(TASK BRIEF):
Set down, without alteration, the lines from the one that contains "of the lone" through the final line of the material below.

__________________________________________________

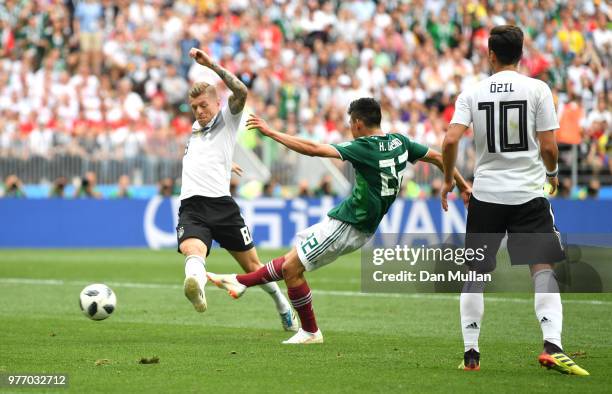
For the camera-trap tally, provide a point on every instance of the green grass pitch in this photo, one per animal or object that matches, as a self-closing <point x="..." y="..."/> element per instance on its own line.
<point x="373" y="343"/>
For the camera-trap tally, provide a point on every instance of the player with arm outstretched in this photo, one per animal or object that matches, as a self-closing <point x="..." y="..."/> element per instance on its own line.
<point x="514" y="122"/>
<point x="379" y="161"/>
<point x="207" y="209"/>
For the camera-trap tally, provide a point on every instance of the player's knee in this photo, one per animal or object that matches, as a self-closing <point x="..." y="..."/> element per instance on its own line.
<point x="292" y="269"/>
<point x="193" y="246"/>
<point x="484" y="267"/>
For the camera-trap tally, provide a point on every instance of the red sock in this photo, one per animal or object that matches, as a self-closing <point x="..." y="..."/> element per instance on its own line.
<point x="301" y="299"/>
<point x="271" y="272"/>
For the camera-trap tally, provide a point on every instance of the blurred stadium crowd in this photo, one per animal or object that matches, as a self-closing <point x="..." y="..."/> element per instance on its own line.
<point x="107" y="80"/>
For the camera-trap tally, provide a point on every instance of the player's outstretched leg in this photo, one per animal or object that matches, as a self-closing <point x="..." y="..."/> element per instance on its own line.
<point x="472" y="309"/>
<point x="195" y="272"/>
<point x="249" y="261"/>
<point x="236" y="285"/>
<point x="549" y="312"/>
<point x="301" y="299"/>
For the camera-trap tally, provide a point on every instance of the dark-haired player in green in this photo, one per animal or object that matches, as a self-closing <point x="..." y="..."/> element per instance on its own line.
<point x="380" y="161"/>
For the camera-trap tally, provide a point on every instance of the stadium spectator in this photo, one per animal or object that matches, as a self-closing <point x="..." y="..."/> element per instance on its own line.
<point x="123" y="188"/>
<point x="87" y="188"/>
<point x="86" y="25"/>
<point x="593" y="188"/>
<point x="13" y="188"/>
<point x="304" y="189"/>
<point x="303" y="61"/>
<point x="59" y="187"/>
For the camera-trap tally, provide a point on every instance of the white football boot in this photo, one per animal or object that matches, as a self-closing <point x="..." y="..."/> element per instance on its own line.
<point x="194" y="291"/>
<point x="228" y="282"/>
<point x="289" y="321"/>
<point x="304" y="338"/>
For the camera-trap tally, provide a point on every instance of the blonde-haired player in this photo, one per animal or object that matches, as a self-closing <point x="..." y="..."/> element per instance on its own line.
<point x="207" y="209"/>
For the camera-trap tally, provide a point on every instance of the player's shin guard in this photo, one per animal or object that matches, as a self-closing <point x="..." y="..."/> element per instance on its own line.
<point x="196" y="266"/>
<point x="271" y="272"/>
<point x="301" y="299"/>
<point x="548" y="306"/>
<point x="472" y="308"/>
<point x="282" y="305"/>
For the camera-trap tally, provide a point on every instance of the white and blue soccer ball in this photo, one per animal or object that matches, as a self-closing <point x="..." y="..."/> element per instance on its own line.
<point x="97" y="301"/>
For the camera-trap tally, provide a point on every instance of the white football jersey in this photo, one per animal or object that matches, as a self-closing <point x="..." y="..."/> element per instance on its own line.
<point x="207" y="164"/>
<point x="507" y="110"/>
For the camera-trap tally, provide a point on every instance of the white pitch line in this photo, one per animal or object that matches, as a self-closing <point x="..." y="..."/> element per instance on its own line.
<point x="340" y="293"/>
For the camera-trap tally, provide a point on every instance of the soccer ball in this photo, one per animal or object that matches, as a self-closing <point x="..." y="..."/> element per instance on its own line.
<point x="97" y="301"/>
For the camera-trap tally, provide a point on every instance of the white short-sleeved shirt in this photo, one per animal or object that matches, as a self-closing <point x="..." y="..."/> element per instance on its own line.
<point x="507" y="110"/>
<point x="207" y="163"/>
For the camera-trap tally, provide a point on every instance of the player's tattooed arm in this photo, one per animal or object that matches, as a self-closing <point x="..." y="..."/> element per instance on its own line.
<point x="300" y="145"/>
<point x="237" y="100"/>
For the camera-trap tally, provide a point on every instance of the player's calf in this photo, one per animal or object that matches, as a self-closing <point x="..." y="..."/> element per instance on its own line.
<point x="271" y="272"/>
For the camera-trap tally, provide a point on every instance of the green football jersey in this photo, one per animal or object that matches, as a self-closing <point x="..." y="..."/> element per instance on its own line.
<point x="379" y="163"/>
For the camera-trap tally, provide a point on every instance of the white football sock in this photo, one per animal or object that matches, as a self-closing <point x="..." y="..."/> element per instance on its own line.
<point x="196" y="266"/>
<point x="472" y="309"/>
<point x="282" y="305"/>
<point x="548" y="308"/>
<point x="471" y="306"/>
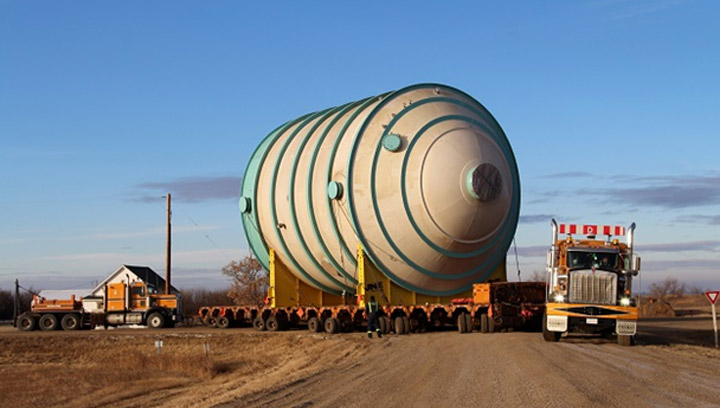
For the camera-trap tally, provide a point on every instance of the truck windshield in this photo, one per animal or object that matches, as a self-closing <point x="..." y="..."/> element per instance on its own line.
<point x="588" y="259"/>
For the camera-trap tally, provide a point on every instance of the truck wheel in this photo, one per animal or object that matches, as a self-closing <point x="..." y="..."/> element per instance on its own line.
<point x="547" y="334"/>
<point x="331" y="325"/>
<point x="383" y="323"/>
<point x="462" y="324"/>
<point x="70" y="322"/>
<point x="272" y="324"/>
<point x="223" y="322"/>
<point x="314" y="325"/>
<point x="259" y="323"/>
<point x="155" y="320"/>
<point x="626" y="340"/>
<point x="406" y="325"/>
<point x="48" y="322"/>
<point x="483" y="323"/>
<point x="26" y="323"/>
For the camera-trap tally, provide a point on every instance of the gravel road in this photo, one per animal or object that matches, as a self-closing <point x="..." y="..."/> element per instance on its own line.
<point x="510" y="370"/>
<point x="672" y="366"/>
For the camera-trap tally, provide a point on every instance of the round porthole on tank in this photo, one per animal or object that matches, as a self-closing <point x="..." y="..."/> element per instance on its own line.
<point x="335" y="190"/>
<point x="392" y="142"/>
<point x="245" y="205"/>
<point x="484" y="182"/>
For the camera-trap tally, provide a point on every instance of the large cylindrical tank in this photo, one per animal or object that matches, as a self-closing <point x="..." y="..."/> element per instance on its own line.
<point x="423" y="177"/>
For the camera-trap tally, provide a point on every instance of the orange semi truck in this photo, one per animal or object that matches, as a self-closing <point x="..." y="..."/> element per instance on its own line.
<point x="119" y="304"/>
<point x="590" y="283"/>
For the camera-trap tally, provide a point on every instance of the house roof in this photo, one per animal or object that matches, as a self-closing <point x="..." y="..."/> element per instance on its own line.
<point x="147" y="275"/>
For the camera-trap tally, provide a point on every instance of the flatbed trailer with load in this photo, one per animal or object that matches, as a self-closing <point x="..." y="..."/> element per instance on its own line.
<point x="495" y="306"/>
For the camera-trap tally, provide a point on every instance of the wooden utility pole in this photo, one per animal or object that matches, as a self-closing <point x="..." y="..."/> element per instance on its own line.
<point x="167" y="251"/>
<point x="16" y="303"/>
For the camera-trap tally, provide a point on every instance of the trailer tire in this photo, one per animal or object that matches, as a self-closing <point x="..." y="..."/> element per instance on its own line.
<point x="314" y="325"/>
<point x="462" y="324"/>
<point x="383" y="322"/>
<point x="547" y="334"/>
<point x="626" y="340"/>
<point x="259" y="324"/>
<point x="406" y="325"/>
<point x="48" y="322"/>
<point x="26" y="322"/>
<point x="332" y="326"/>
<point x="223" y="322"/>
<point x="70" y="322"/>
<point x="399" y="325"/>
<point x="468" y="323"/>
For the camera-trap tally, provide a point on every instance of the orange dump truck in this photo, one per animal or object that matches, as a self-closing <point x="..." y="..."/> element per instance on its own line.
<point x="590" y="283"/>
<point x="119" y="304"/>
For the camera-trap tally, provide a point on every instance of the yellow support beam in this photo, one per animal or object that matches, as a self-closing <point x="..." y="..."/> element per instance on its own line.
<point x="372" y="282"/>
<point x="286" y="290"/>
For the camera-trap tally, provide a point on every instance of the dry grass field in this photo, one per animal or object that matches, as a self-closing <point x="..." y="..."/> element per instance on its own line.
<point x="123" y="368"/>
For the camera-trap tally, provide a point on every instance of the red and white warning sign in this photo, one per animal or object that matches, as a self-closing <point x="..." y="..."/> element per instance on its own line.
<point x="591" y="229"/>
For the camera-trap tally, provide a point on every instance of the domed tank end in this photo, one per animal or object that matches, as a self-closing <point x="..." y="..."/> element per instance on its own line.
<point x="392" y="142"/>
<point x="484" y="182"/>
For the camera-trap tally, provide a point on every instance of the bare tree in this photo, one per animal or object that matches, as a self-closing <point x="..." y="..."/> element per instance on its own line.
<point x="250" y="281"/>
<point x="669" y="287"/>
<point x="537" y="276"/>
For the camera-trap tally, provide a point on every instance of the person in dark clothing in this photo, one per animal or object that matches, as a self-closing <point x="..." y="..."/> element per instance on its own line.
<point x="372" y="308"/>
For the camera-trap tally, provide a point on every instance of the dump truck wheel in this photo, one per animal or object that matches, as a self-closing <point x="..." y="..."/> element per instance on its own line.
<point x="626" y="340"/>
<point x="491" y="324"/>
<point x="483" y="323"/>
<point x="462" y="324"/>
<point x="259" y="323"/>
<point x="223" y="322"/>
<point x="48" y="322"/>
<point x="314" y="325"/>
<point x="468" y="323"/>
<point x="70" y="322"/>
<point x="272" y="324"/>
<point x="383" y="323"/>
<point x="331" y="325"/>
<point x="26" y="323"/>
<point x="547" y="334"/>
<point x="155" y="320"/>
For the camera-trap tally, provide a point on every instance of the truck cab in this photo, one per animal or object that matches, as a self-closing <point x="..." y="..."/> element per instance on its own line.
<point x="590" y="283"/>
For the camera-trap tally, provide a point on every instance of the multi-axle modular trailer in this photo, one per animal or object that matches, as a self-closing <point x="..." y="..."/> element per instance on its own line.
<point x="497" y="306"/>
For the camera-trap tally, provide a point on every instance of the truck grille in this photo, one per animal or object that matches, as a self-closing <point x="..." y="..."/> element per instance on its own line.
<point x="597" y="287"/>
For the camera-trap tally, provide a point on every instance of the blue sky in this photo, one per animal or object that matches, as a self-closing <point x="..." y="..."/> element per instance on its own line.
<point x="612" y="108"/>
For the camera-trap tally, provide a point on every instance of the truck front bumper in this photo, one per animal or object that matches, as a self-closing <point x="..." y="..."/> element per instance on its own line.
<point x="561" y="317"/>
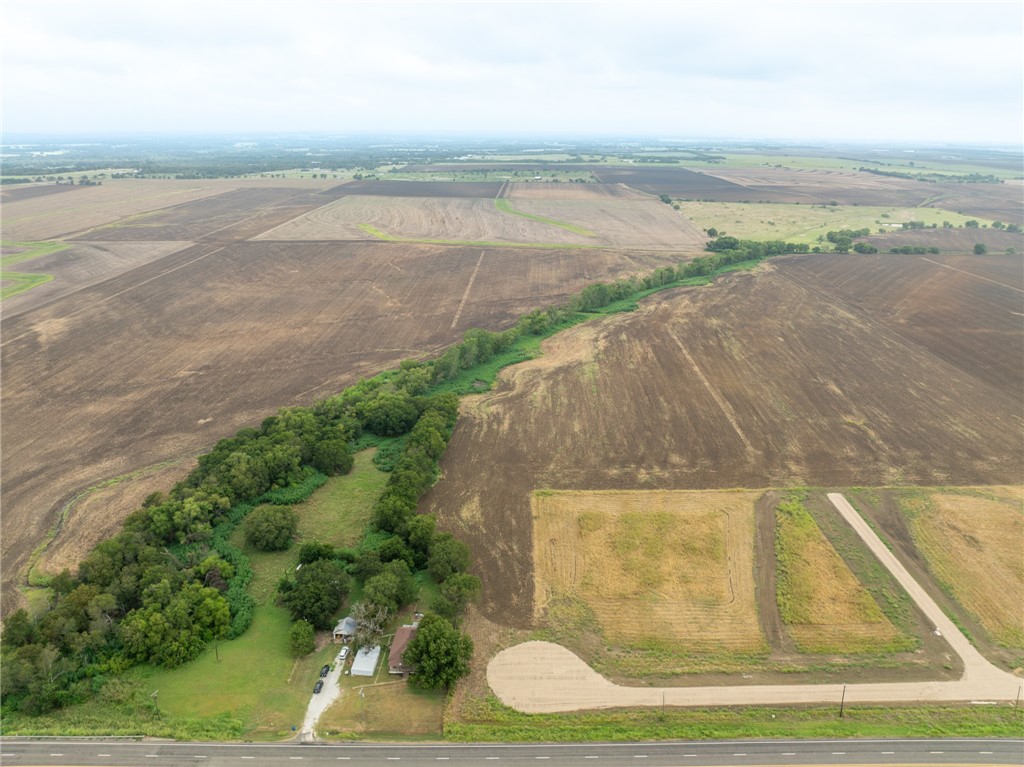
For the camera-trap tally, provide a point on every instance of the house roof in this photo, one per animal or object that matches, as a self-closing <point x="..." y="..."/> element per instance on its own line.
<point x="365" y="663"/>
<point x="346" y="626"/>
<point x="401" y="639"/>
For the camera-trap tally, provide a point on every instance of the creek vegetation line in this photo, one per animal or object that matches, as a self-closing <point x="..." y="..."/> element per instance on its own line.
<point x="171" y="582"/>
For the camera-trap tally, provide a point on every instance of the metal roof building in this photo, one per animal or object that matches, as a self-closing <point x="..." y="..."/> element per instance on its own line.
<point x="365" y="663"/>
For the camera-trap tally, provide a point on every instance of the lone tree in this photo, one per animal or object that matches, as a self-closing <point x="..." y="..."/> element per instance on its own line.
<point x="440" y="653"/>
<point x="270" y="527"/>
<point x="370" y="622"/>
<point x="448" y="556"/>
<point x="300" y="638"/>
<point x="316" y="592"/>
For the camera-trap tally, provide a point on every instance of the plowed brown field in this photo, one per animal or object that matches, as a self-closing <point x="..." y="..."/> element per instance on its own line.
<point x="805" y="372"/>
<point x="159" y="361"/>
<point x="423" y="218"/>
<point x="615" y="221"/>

__________________________________________________

(COMPLETE ANSWER):
For the camera-trap tally, provide a point on every instance of the lone tree in this photo, one per animal or object that matches, as a self-closing <point x="..." y="..."/> element per instance on its own line.
<point x="440" y="653"/>
<point x="270" y="527"/>
<point x="370" y="622"/>
<point x="448" y="556"/>
<point x="300" y="638"/>
<point x="316" y="592"/>
For the camera-trap tally, provide a point on every instance of the plowed brown field in this photo, one per animal or object that matches, as a self-closing <point x="..." y="..."/> element per instance on its own line.
<point x="805" y="372"/>
<point x="159" y="361"/>
<point x="423" y="218"/>
<point x="615" y="221"/>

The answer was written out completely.